• Ziel: Bitte gib den Auszug über Polizei und Protest wieder, beginnend mit "Tina Keller und" und weiter bis einschließlich "Protests zu überwinden.". Tausche dabei "Feststellung" gegen "Beobachtung" aus.

== Auszug zum Lesen

Zweitens sind polizeiliche Strategien geeignet, die Anliegen des Protests in den Hintergrund zu drängen. Vor allem der Weg über die kalkulierte Gewalteskalation führt dazu, dass nicht nur das Anliegen der Demonstrierenden desavouiert wird, sondern dass die Öffentlichkeit vordringlich über die Gewalt diskutiert.
Drittens – und das gilt für die gelungenen Formen deeskalierender Polizeieinsätze – werden friedlich „polizierte“ Demonstrationen zu einem alltäglichen Ereignis, das politisch nichts in Bewegung setzt. Ein gutes „Management“ von politischen Willensbildungen im öffentlichen Raum begrenzt deren Folgen. Sei es, dass der gesellschaftliche Alltag möglichst wenig beeinträchtigt wird, sei es, dass alles so friedlich und ordentlich abläuft, dass die politisch verantwortlichen Adressat*innen die Botschaften wortreich ignorieren können.
Tina Keller und Elke Steven weisen in ihrem Beitrag in diesem Heft darauf hin, dass sich nicht allein das „protest policing“ deutlich gewandelt hat, sondern ebenso die Anlässe, Strategien und Formen des Protests selbst. In dieser Feststellung liegt die bürgerrechtliche Perspektive: Wenn Demonstrationen und politische Aktionen Teil einer demokratischen Kultur bleiben wollen, müssen sie weiterhin nach neuen Wegen suchen, die polizeilichen Deformationen ihres Protests zu überwinden.

====
== Gegebene Informationen

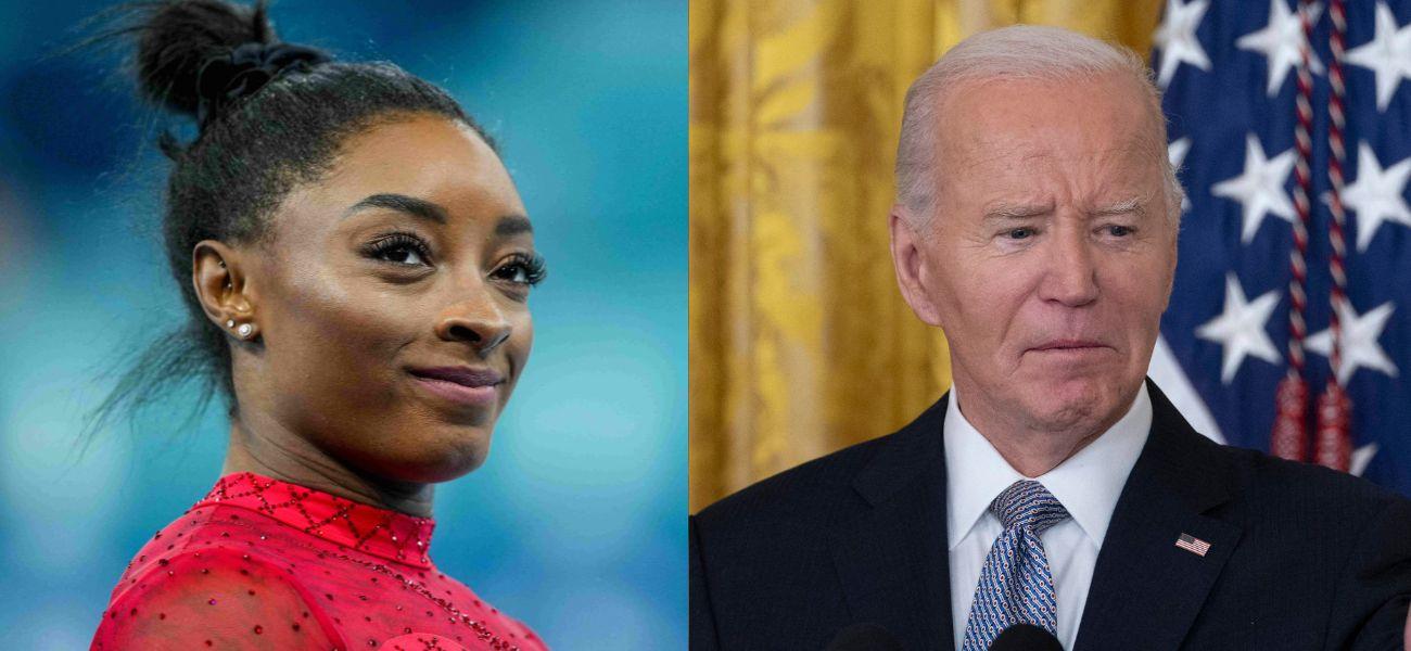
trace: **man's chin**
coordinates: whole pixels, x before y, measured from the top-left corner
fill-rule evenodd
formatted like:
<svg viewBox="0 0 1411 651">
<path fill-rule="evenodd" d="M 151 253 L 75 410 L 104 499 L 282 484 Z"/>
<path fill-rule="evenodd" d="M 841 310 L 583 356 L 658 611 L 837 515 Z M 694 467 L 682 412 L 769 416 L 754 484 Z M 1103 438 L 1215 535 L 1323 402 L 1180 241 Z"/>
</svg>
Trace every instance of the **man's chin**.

====

• Erwartete Ausgabe:
Tina Keller und Elke Steven weisen in ihrem Beitrag in diesem Heft darauf hin, dass sich nicht allein das „protest policing“ deutlich gewandelt hat, sondern ebenso die Anlässe, Strategien und Formen des Protests selbst. In dieser Beobachtung liegt die bürgerrechtliche Perspektive: Wenn Demonstrationen und politische Aktionen Teil einer demokratischen Kultur bleiben wollen, müssen sie weiterhin nach neuen Wegen suchen, die polizeilichen Deformationen ihres Protests zu überwinden.